Give every line from the start of the rows up to and including the line containing "M158 59L162 59L162 32L159 32L154 37L154 53Z" as a JSON list of strings, one string per line, with blank lines omitted.

>> begin DATA ROWS

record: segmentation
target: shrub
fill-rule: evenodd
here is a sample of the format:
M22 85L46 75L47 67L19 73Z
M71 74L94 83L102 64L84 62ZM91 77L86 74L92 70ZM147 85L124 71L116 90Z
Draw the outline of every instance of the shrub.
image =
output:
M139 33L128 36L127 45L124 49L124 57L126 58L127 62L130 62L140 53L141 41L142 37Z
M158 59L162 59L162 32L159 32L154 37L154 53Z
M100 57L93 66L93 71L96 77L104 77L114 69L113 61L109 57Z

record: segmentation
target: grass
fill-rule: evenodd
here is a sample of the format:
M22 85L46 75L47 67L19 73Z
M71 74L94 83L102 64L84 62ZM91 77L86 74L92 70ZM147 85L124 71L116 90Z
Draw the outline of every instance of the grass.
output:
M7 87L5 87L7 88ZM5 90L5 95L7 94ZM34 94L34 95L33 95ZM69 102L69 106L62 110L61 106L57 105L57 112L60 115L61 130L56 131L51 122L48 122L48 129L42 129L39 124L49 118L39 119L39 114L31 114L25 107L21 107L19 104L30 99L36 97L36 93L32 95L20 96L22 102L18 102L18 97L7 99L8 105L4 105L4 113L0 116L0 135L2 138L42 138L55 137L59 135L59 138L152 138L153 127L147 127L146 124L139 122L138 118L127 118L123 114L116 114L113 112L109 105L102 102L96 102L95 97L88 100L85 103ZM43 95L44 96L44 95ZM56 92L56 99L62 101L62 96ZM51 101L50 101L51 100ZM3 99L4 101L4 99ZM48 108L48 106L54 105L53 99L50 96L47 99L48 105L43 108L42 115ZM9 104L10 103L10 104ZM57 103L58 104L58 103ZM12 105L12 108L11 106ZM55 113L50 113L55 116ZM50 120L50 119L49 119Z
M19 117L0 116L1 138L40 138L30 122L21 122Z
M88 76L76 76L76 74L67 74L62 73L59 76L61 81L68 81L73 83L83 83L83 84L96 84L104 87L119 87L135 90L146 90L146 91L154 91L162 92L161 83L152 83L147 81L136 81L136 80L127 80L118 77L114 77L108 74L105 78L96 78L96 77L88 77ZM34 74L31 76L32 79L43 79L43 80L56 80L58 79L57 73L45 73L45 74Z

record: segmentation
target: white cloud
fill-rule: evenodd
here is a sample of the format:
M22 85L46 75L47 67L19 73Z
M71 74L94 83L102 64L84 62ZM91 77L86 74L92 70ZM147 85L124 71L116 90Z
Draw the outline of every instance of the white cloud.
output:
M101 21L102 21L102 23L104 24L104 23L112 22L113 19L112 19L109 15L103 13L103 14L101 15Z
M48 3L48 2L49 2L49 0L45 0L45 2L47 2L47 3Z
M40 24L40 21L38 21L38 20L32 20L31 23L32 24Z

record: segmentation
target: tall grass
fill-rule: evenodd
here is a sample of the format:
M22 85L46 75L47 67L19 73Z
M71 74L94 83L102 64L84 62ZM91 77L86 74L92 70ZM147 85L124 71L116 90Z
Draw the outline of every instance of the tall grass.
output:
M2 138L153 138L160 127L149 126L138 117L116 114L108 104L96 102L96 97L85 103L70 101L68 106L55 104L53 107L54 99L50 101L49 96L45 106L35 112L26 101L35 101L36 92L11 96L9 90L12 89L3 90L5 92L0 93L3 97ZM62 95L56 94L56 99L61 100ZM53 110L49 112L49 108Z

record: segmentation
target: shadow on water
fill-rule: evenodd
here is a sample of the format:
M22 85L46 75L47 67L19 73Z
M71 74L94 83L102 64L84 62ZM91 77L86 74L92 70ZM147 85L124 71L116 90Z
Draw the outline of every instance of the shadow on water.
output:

>> end DATA ROWS

◆ **SOLUTION TO THE EXERCISE**:
[
  "record: segmentation",
  "target: shrub",
  "fill-rule: evenodd",
  "here is a sample of the format:",
  "M22 85L46 75L47 67L19 73Z",
  "M71 74L94 83L102 64L84 62ZM91 77L86 74L92 70ZM147 85L124 71L116 90Z",
  "Draw the outline of every instance of the shrub.",
  "image =",
  "output:",
  "M139 33L128 36L127 45L124 49L124 57L126 58L127 62L130 62L140 53L141 41L142 37Z",
  "M158 59L162 59L162 32L159 32L154 37L154 53Z"
]